• [WORK INSTRUCTION]: Leaving the images behind, copy every line of the records exactly.

• [Entries taken from a collection]:
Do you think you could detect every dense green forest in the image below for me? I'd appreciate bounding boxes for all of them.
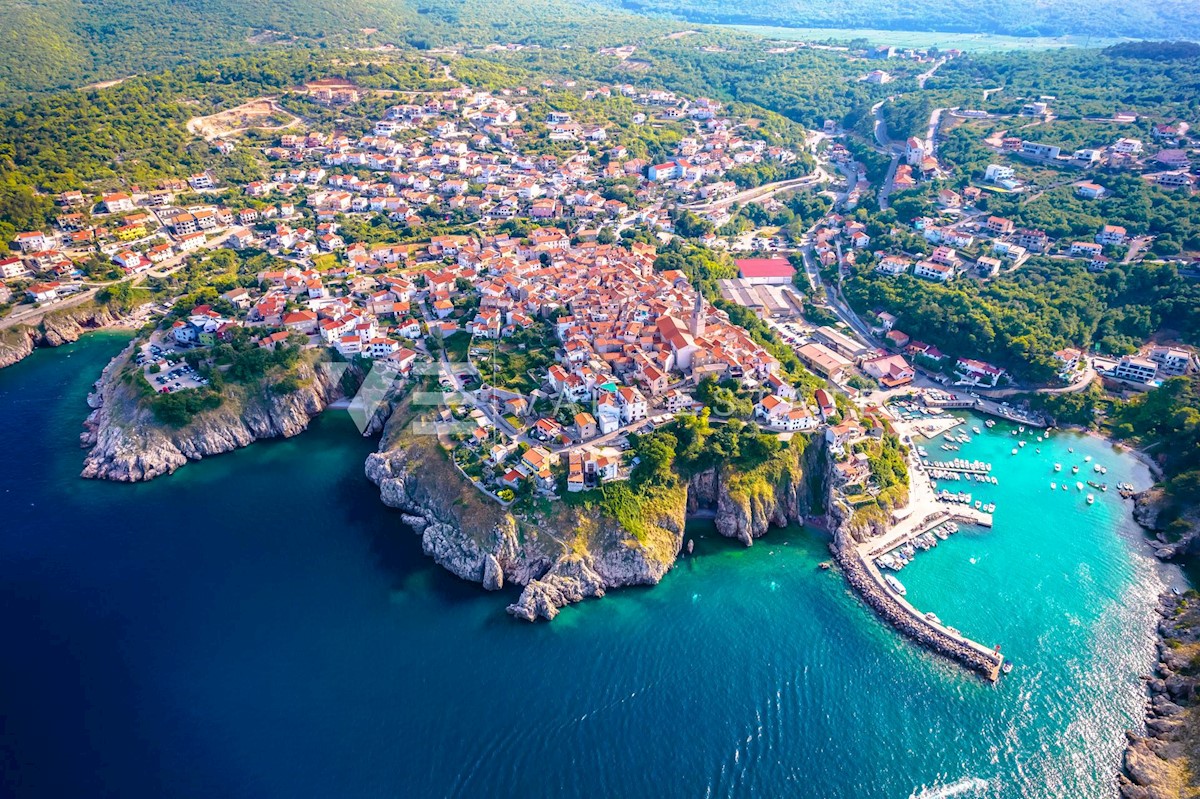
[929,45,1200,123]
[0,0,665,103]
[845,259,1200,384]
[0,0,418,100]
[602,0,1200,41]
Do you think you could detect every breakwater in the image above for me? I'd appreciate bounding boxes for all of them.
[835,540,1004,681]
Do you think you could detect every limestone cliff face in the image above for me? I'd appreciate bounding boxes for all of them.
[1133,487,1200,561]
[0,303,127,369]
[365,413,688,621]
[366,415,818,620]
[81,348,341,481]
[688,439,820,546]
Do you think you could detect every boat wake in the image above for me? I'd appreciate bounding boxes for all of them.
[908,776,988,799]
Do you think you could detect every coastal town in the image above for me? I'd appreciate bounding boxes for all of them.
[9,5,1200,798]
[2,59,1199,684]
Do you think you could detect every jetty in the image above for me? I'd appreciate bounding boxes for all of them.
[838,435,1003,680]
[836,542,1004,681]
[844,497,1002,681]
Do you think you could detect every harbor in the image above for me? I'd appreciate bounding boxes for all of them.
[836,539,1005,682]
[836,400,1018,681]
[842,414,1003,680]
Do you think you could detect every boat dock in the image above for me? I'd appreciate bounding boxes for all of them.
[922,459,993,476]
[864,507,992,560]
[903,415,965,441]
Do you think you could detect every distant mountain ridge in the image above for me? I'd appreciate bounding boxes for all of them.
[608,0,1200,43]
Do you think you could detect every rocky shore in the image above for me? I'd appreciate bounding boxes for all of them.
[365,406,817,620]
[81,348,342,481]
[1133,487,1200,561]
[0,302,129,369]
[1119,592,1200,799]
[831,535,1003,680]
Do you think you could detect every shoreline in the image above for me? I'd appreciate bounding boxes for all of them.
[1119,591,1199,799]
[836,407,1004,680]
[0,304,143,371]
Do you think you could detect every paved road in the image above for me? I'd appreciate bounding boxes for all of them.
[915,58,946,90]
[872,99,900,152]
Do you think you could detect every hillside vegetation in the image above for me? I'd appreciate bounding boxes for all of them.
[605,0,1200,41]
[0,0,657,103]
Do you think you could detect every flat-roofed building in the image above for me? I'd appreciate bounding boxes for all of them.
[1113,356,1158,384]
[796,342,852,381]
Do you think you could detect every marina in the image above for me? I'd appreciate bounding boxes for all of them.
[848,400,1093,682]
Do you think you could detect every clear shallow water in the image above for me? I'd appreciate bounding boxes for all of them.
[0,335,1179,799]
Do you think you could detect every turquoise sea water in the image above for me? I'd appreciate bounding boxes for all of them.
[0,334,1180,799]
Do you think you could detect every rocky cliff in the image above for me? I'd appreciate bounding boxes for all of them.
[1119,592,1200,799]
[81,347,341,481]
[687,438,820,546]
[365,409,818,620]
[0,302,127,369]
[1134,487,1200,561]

• [SOLUTION TO THE EXERCISE]:
Do you think you could detect every dense green forest in the image below for me? I'd appreciate bounding boxes for all of them.
[929,45,1200,123]
[0,0,665,103]
[845,259,1200,384]
[0,0,418,100]
[602,0,1200,41]
Do you think you could detect every breakwater in the image above for me? I'd appreciate bounding boxes for all of them.
[835,540,1004,681]
Do you think you could detect every limestone cliff face in the image above for me? I'd appreciate bounding boxes for all of them.
[1133,487,1200,561]
[0,303,127,369]
[365,413,688,621]
[366,415,818,620]
[81,348,341,481]
[688,439,820,546]
Do you think you could detect every boat wake in the image above for me? I'd appreciate bounding boxes for all of them.
[908,776,988,799]
Do you think you could detect every coastal town in the image above for me? I'd appreciate bounding boxes for all of them.
[9,5,1200,798]
[2,59,1199,684]
Do you think you could detect every jetty in the image above for me? I'd appreciate bounding boxes for all of them.
[838,435,1003,680]
[836,542,1004,681]
[844,497,1002,681]
Do you think you could detect every harbor in the image above for me? I'd appreciate bounding boxes for all of them.
[836,539,1005,682]
[836,400,1018,681]
[842,414,1003,680]
Do you think you could detect every boat dock in the image above for me? I'd appreciate bounding boxes for all of them.
[922,459,993,476]
[864,507,992,560]
[903,415,965,441]
Do you think you could detect every distant mountain ridge in the image above for me? I'd appreciate bounding boxes for all of them.
[608,0,1200,43]
Do you think you could detect every rocky shore in the image above for me? I'd appreciate bounding boxes for all of them.
[365,406,817,620]
[81,348,342,481]
[1133,487,1200,561]
[0,302,129,369]
[1119,592,1200,799]
[831,535,1003,680]
Do you think you could detect every shoreline in the image above for me? I'd appreciate bounding boxes for all of them.
[1119,591,1199,799]
[836,407,1004,680]
[0,304,143,371]
Do you think you could detect every paved road in the image above for me? I'd appreciate bounding boxes for all of them.
[915,58,946,90]
[872,99,900,152]
Do you think you could detect every hillside vegetation in the image above for me? I'd appreciate bounding boxes for all of them.
[605,0,1200,41]
[0,0,657,103]
Do you think you could detect every flat-roofed building in the image above for me? I'd appreciate bounding boxes for all of them.
[1113,356,1158,384]
[796,342,852,381]
Do you think you could detect every marina in the image above for me? I'd appreciate bounding boxes for all of them.
[848,400,1093,682]
Do you think you could detect every clear shallow water in the image above for me? I'd appreciate bounding boxes for all of them.
[0,335,1179,799]
Do you think you could detect every turquoise sea water in the image above for me? I'd appreciate bounding boxes for all of them.
[0,334,1180,799]
Do you think you could detect every rocky cliff in the image above for me? I'd appreciate bounding boxes for all of them.
[1119,592,1200,799]
[81,347,341,481]
[687,438,820,546]
[365,409,818,620]
[0,302,127,369]
[1134,487,1200,561]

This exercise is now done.